Directive ▸
Output all the entries word for word. Omit the pictures.

Records for the exercise ▸
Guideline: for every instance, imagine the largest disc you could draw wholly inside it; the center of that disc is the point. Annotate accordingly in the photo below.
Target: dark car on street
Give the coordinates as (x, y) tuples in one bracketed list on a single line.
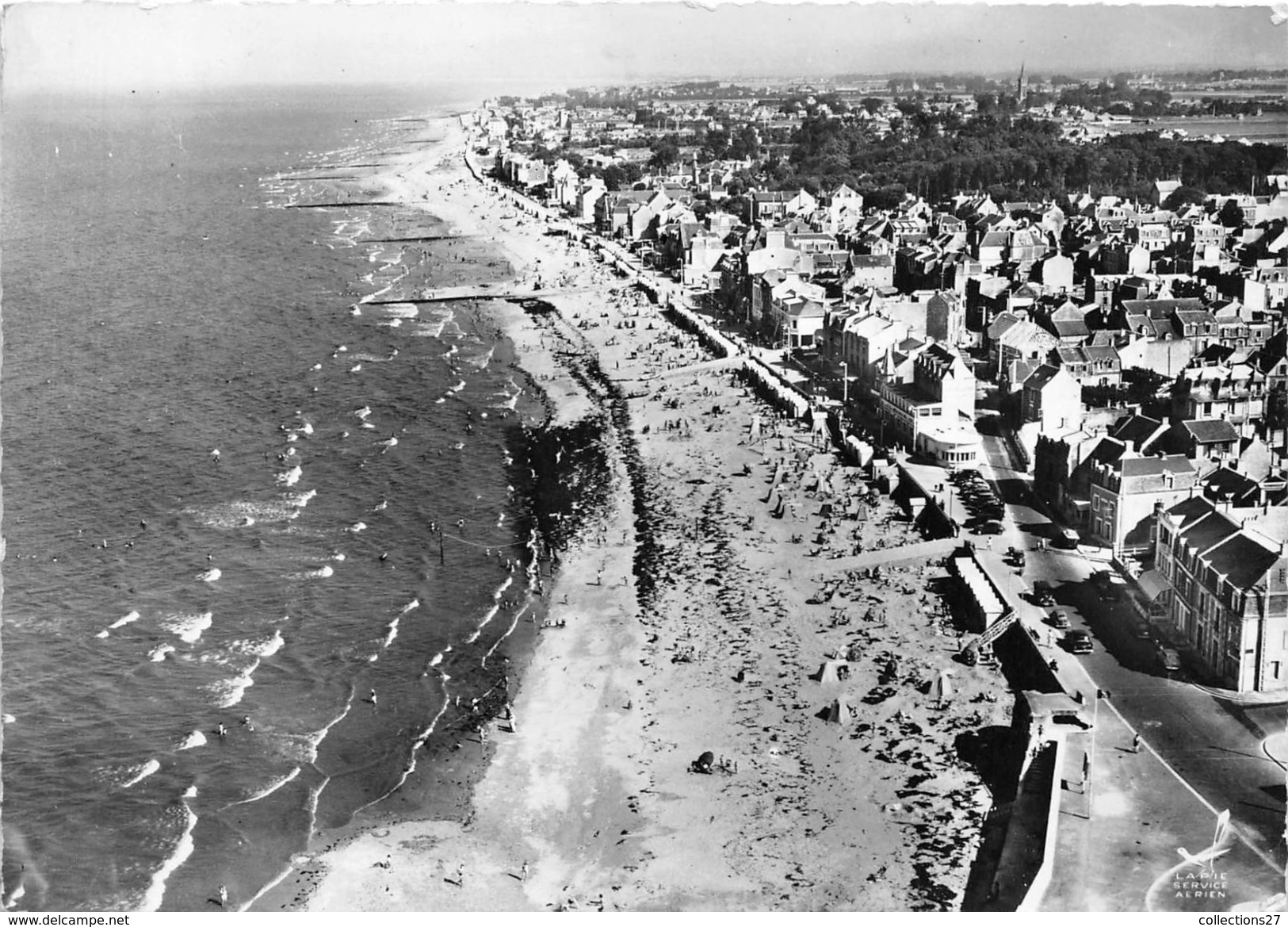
[(1078, 642)]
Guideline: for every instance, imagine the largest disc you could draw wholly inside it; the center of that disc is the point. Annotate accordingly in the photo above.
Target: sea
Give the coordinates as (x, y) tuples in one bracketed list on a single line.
[(272, 527)]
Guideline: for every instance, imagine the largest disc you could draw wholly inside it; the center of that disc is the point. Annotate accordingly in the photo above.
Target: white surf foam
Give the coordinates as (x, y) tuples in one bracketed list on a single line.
[(228, 692), (191, 741), (268, 789), (183, 848), (140, 772), (123, 622), (187, 628), (266, 645)]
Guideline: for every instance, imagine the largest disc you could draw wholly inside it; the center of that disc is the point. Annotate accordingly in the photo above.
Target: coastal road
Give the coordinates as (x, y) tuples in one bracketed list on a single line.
[(1219, 747)]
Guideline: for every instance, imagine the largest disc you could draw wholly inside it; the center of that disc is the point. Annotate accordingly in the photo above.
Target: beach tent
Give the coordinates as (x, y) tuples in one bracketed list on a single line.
[(828, 671), (840, 712), (943, 688)]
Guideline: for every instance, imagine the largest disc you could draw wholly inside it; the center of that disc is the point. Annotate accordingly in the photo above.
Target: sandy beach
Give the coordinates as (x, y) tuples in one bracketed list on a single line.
[(694, 615)]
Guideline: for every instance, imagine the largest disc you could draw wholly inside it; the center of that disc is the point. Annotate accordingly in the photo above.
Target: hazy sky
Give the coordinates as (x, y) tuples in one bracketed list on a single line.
[(125, 45)]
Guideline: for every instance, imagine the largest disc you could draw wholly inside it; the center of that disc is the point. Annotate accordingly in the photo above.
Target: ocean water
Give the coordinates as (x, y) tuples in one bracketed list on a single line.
[(164, 302)]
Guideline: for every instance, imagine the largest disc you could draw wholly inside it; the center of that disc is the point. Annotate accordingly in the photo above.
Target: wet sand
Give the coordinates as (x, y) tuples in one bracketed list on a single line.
[(692, 616)]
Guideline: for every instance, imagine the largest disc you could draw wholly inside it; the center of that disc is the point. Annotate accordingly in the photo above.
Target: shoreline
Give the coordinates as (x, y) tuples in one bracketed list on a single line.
[(692, 620)]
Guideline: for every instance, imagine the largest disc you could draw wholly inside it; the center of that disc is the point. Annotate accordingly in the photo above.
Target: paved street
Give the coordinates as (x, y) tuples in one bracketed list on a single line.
[(1219, 748)]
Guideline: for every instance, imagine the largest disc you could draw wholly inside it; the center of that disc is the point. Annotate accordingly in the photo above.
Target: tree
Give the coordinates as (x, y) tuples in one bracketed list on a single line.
[(1184, 196), (715, 146), (1230, 214), (666, 151), (745, 144)]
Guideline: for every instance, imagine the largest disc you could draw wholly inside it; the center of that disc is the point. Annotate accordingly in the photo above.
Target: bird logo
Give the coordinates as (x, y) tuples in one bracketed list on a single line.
[(1206, 859)]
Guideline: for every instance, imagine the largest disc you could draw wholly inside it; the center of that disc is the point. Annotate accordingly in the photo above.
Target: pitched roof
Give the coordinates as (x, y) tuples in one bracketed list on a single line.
[(1211, 431), (1242, 560)]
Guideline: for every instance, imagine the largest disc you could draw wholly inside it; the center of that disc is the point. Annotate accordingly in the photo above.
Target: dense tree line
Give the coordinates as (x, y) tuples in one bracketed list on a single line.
[(1014, 159)]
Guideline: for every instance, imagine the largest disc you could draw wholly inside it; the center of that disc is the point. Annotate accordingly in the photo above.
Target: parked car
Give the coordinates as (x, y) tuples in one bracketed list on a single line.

Exercise solution ▸
Guideline: for every instance, imagine the largest disc you could draw wholly inside it; the center of that disc is the point. Annotate accordingly in the photo below.
Target: dark car on street
Give the coordinates as (x, y) tuples in one bracketed list on a single line.
[(1078, 642)]
Guideline: for every instance, imagine the largest disc you could draw wholly inside it; the center of that disc is the point. Annotate accordingly in the photo above.
Target: sea
Give the coordinates as (x, y) tuples in one bracketed list on a single line.
[(272, 527)]
Guideline: for every instance, imagine the largest disc you could draw wholly inside it; the center of that disc is the point. Annotate accordingly in the photo above.
Target: white surf foam
Give the coordinates as (x, y) tuples in one bracketed list on a single line.
[(228, 692), (191, 741), (268, 789), (183, 848), (140, 772), (123, 622), (187, 628), (266, 645)]
Guideline: for every instance, imagine the largest disc you could draw wholly inside it; the center of that disc is the point. Annotate accordingly in the photo above.
Target: coastal road
Give the coordinates as (x, y) tuples in one bracketed list on a single line.
[(1219, 747)]
Guideline: for every instance, imagine the largest disc you could draw wholly inside it; the center of that disc is the point. Annotate accordingly in the photo above.
Target: beach tent
Give the coordinates as (x, y) tuples in one bracketed list on a single line.
[(828, 671), (840, 712), (943, 688)]
Guideline: for every instance, imagine the largest disc you could draw wholly inside it; the center of that disc is the point. Annotate accordingly in the photo above.
Target: sandy beach
Give the coordinates as (x, y) tuples in one bracketed list on a single line.
[(694, 615)]
Guideline: for every instance, imagine the largest disc you could draw wholly inside it; the center of that disc is the point. Annotate accordingly in the photo above.
Target: hazy sky
Give the coordinates as (x, y) tuples in one bracketed list on a single line.
[(125, 45)]
Guideline: for every instance, imagine the largest disc you could draw wholly inside it; the center of that disc is the point. Annotate accordingly in the photo above.
Target: ocean water
Give the coordinates as (x, y) tuples in one bracketed list on a single line.
[(164, 302)]
Guideline: for every instance, imagine the largest disc you could draw wholly inside it; the center of that disc is the point. Annotate accordingly in the photo above.
Target: wet sand
Give the coordinates as (x, y) tuples in one bracketed list on a single line.
[(692, 616)]
Guideline: for every instance, imagine the largest disc you could draw wholly inside it; the center of that disc is the point. Annotate accordingly in the photo above.
Target: shoreline
Give the coordinates as (x, y) tuples in one bracketed list on a single line.
[(692, 620)]
Guideline: for every instance, imagine the largest disc you could draw wholly inside it; the center of that disc is the point. Annotate accordingly in the photo above.
Target: paved street
Give the coordinates as (x, y) tuples in one bracketed list on a single line.
[(1219, 748)]
Guideline: for every instance, imagine the largest disc you could draw wholly inside it; the center of that disc is the point. Annotate accordingly in the photo above.
Target: tree
Give the coordinates as (x, y) tuples in one bracketed list on a single line.
[(1184, 196), (715, 146), (1230, 214), (666, 151), (745, 144)]
Guideline: for every instance, imagine the largest disc you could draw wholly inside it; the center of that disc is the point. Annotate accordingly in the photo above.
Target: bird logo
Give the coordinates as (x, y) tuples in one bracketed list on a single line.
[(1206, 859)]
Guideline: for every instance, imagine the largest disc you could draw wholly inside it; the center of that disc is the point. Annotate accordingly in the photo above.
Target: pitched roof
Give the coordinates as (x, y) tuples in one bracketed list on a single line.
[(1211, 431), (1242, 560)]
Guideline: for every instance, imagine the largest disc you could draw wholly inside it; the center of that disc is the point. Annotate accordingly in the photo above.
Target: dense tree line
Give the coordinates as (x, y) tuples in one bracketed list on a single line.
[(1014, 159)]
Guideline: for every instance, imagine the largest disc you could draw wholly inside it; the center of that disc is the point. Annotate accordingly in the photo above.
Target: parked car
Give the coordinates as (x, y) tuples in one bracketed list on a single line.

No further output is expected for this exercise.